Thursday 21 July 2011

The way we were, or, IT (and office life) in the 20th Century – Part 1 - kit

It’s nearly 30 years since I starting working in IT – a scary thought.  What’s even scarier is that I could face almost another 20 years working life before I get to retire.  Note that I didn’t suggest I would still be working in IT…  These days I sit under the shadow / glare of a 6ft interactive whiteboard which is basically one of the biggest TV’s I’ve ever seen (and the pride of our team). 
Our interactive "whiteboard" - glowing with pride
I get zillions of emails every day, most of which go straight through to my junk mail folder, and I can communicate via video links with people all over the globe at the click of a mouse button.  Generally, “all over the globe” most commonly means Normoss, a suburb of the Greater Blackpool metropolitan area, but it could be India, Australia or the US… Anywhere.  Back in the early 80’s all of this stuff was the work of science fiction and Q from James Bond…
The fact is that our working lives have changed immeasurably compared to the days back in the early 80’s – some, but not all, for the better.  So I thought it would be entertaining to ramble on a bit and mull over the differences between our present 3D reality and the days when phones hadn’t yet become mobile, TV screens larger than 26” were considered infeasibly large, and we’d only just got a 4th Channel on the tele.  Sky was the cloudy bit above the land and the sea (occasionally blue in the UK) and if Rupert Murdoch was hacking a phone it would presumably be with a knife or an axe…  This blog may not be that interesting for the vast majority of my readership (all 3 of them) but it will entertain me (sad or what?).
There are a lot of places to start this off so I thought I’d kick off with kit – or the lack of it back then.  These days almost every office employee is equipped with a desktop at least.  Some will have a laptop and, as if that weren’t enough, smart-phones and tablet pc’s.  Most of this is essential to our working lives and, for some, ALL of it is.  And that’s fair enough because they make us more productive so we get things done much more quickly.  Actually, I don't even go on holiday without a notebook these days.   But it wasn’t always like this…
First of all though, I just want to make it clear that I don’t go that far back into computing history as far as my working life goes.  So I don’t remember computers like this…
Manchester Uni (Alma Mater) Mark 1 computer

Nor did I ever have to work this this stuff, although we did play with it a bit in my 1st year of Uni (as a bit of a history lesson)…
Paper tape (as seen on old films)

* Problems:
A - Set down everything in the blog post from "It’s nearly 30" down to "of our team).", word for word.
B - Answer these questions from the blog post, one answer per line:
(i) What size is the interactive whiteboard the writer sits under?
(ii) Which suburb does "all over the globe" most commonly mean?
(iii) About how many years has it been since the writer started working in IT?

* Dataset content:

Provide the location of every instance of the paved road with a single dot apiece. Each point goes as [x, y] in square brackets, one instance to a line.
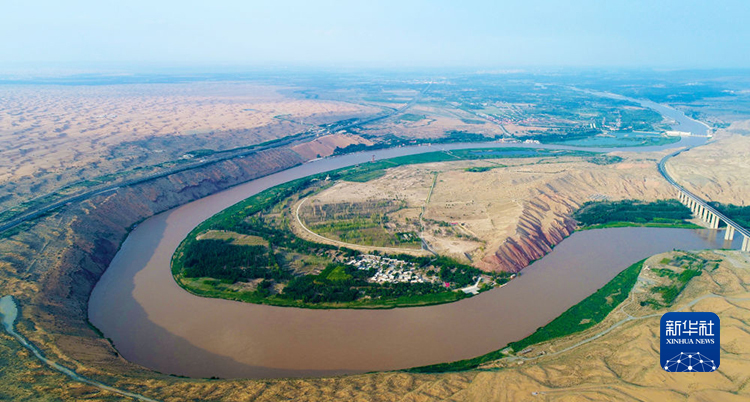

* Answers in order:
A -
It’s nearly 30 years since I starting working in IT – a scary thought.  What’s even scarier is that I could face almost another 20 years working life before I get to retire.  Note that I didn’t suggest I would still be working in IT…  These days I sit under the shadow / glare of a 6ft interactive whiteboard which is basically one of the biggest TV’s I’ve ever seen (and the pride of our team).

B -
(i) 6ft
(ii) Normoss
(iii) Nearly 30 years